** start **

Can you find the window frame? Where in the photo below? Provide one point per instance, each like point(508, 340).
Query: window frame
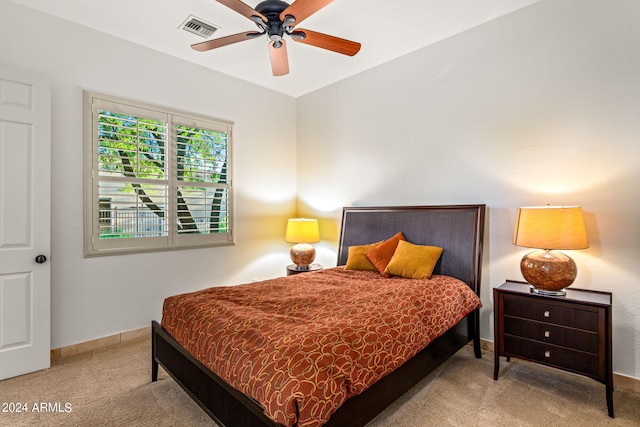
point(93, 244)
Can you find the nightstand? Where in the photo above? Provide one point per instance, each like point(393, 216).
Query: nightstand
point(293, 269)
point(571, 332)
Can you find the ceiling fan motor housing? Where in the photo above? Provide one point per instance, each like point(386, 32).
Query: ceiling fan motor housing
point(272, 9)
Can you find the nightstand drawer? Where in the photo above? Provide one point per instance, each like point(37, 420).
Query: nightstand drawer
point(552, 334)
point(556, 314)
point(576, 361)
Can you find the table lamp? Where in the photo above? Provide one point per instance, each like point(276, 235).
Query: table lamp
point(549, 228)
point(302, 232)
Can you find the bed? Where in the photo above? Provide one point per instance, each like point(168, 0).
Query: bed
point(458, 229)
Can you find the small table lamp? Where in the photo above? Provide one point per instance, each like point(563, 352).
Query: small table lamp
point(548, 228)
point(302, 231)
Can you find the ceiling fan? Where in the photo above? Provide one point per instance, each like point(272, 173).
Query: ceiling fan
point(276, 18)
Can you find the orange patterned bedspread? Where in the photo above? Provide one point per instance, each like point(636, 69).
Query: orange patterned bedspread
point(303, 344)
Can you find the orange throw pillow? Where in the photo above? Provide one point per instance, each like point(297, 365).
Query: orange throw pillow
point(357, 260)
point(382, 254)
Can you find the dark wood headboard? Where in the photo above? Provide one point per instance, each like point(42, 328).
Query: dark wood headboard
point(459, 229)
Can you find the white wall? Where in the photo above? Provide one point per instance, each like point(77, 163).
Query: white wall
point(92, 298)
point(540, 106)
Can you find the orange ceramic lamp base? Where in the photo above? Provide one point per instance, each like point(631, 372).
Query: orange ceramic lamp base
point(548, 271)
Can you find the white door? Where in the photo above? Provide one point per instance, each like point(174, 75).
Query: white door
point(25, 151)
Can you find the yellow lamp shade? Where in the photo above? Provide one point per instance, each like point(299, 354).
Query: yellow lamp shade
point(550, 227)
point(302, 230)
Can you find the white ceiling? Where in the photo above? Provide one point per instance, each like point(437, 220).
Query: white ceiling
point(386, 29)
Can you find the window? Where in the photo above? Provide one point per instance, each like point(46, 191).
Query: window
point(155, 179)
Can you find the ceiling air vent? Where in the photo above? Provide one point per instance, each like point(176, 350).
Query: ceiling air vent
point(198, 26)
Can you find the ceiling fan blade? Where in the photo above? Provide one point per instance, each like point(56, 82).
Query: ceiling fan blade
point(302, 9)
point(242, 9)
point(325, 41)
point(223, 41)
point(279, 58)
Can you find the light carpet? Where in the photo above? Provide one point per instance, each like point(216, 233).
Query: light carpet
point(112, 387)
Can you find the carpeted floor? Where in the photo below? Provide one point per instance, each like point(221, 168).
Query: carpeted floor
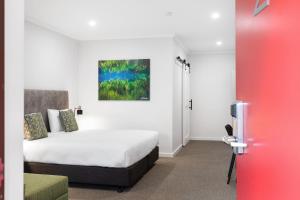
point(198, 172)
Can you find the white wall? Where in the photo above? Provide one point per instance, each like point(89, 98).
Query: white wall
point(51, 61)
point(213, 91)
point(155, 114)
point(14, 77)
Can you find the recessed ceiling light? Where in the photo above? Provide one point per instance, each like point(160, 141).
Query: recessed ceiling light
point(92, 23)
point(215, 15)
point(219, 43)
point(169, 14)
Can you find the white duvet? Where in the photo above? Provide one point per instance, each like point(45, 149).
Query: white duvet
point(118, 148)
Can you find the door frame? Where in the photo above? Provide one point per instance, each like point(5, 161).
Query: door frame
point(2, 64)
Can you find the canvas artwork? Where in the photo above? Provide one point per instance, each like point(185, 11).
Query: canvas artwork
point(124, 79)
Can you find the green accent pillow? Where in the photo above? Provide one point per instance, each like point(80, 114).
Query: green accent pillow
point(35, 126)
point(68, 120)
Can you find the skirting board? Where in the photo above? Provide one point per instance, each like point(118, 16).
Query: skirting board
point(206, 138)
point(170, 155)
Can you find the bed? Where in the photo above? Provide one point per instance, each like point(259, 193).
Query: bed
point(116, 158)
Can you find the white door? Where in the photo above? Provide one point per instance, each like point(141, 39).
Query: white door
point(187, 104)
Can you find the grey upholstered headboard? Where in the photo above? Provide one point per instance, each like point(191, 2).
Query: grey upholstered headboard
point(41, 100)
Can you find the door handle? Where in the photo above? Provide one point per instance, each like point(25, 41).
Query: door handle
point(238, 144)
point(238, 147)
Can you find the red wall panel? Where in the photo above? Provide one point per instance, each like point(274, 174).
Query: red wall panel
point(268, 79)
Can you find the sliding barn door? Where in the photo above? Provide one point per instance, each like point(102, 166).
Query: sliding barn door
point(268, 80)
point(1, 99)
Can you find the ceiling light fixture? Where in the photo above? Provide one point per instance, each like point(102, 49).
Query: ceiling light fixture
point(219, 43)
point(92, 23)
point(215, 15)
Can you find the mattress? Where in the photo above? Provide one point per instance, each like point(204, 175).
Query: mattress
point(115, 148)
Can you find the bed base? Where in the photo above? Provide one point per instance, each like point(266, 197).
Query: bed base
point(121, 178)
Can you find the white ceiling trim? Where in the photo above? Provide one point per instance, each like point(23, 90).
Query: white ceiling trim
point(217, 52)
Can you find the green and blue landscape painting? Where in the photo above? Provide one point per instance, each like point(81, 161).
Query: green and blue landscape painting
point(124, 79)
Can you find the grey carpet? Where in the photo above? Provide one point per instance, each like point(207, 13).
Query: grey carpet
point(198, 172)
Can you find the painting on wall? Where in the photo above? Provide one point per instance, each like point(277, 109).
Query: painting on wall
point(124, 79)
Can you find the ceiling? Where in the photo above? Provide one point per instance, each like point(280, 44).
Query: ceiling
point(189, 20)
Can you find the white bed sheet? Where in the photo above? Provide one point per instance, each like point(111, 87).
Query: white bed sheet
point(115, 148)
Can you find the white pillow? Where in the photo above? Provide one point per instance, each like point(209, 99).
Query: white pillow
point(54, 121)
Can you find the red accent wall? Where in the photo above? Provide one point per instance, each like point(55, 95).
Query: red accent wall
point(268, 79)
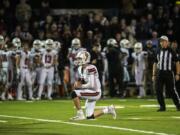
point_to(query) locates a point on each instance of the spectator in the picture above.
(89, 40)
(154, 39)
(44, 9)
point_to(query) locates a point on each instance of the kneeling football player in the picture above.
(88, 87)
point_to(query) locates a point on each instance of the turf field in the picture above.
(135, 117)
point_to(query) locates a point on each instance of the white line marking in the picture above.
(3, 121)
(87, 125)
(155, 105)
(151, 99)
(101, 107)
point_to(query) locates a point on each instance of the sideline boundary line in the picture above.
(86, 125)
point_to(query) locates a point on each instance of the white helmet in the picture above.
(2, 40)
(138, 47)
(76, 43)
(125, 43)
(57, 45)
(37, 44)
(112, 42)
(83, 57)
(49, 43)
(17, 42)
(43, 43)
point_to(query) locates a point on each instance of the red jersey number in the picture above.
(48, 59)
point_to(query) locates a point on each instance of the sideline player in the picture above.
(47, 72)
(88, 87)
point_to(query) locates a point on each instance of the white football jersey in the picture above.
(48, 58)
(89, 77)
(4, 59)
(125, 58)
(11, 58)
(24, 59)
(72, 54)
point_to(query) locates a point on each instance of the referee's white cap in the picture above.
(163, 37)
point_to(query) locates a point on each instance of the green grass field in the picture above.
(52, 118)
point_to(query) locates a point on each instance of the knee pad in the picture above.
(73, 94)
(90, 117)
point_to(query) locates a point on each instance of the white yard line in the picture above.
(3, 121)
(87, 125)
(101, 107)
(175, 117)
(155, 105)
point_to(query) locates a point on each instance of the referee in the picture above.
(163, 68)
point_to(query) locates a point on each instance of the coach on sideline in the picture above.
(163, 72)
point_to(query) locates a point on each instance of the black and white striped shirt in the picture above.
(166, 59)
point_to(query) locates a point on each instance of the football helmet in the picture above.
(76, 43)
(16, 42)
(125, 43)
(138, 47)
(82, 57)
(57, 45)
(37, 44)
(112, 42)
(49, 43)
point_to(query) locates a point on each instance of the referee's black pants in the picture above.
(166, 78)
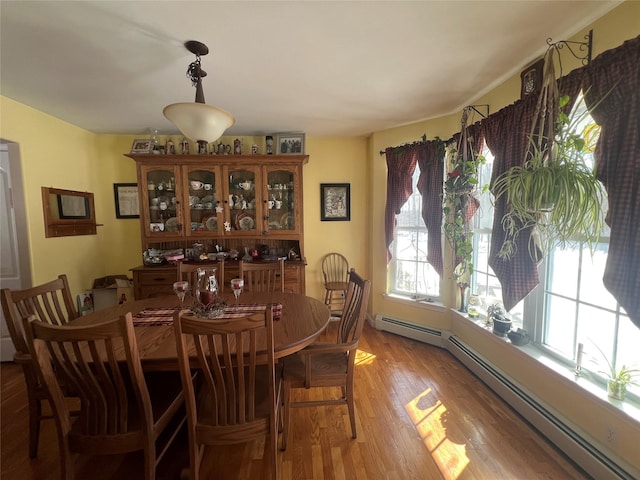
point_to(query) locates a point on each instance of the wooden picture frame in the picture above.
(290, 144)
(142, 145)
(531, 79)
(335, 202)
(126, 199)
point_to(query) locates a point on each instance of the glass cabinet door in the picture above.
(243, 201)
(161, 205)
(204, 200)
(280, 201)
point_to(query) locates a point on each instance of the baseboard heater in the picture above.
(432, 336)
(576, 447)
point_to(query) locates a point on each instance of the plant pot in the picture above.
(501, 326)
(616, 390)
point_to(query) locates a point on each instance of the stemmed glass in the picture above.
(236, 285)
(181, 288)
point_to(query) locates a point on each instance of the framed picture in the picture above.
(141, 146)
(335, 202)
(290, 144)
(126, 197)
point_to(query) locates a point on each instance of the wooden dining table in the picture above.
(302, 319)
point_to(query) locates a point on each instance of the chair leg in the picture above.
(352, 410)
(35, 416)
(149, 462)
(285, 416)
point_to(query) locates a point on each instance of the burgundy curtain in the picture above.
(431, 163)
(507, 134)
(615, 76)
(401, 163)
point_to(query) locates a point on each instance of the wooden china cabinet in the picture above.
(233, 202)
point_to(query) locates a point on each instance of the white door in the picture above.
(14, 249)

** end **

* **What you need to do**
Reproduce the entries from the line containing "Can you find the ceiling fan motor" up to and including the line containing "point(25, 151)", renaming every "orange" to "rust" and leaving all else unchanged.

* **Reply**
Can you find the ceiling fan motor housing? Where in the photo above? Provide one point per instance, each like point(386, 32).
Query: ceiling fan motor housing
point(272, 9)
Can you find the nightstand drawer? Where in the photo above? Provide one point per instance, each like point(37, 420).
Query: nightstand drawer
point(552, 334)
point(556, 314)
point(576, 361)
Can you find the table lamp? Where in the photo above? Provide one point per instance, each like point(276, 235).
Query: table lamp
point(549, 228)
point(302, 232)
Can you find the bed? Where in the photo above? Provide one point per instance, each like point(168, 0).
Query: bed
point(458, 229)
Can you find the small table lamp? Where in the photo above? Provide one point per instance, each like point(563, 352).
Query: small table lamp
point(548, 228)
point(302, 231)
Can you find the ceiling fan? Where in the photo above? Provide one point per instance, each like point(272, 173).
Query: ceiling fan
point(276, 18)
Can you find the rust patterned bedspread? Where in the photo above? Provide one point per instance, each like point(636, 69).
Query: rust patterned bedspread
point(303, 344)
Can you find the rust throw pillow? Where in the photo above? Provide one point per instance, each like point(297, 365).
Query: rust throw pillow
point(357, 260)
point(382, 254)
Can you find the dark wood headboard? Where in the photo above? Provide one point per instance, each like point(42, 328).
Query: dark wood headboard
point(459, 229)
Can you find the white wall? Where in the photo above? Provide one point per instance, each like point(77, 163).
Query: white wall
point(92, 298)
point(540, 106)
Can you find the rust ceramic lamp base? Where in the photo above? Provide one point per instance, each like point(631, 372).
Query: rust ceramic lamp base
point(548, 271)
Can you find the white door? Where in the photo above? Provide one point per instance, each like point(174, 75).
Query: white door
point(25, 151)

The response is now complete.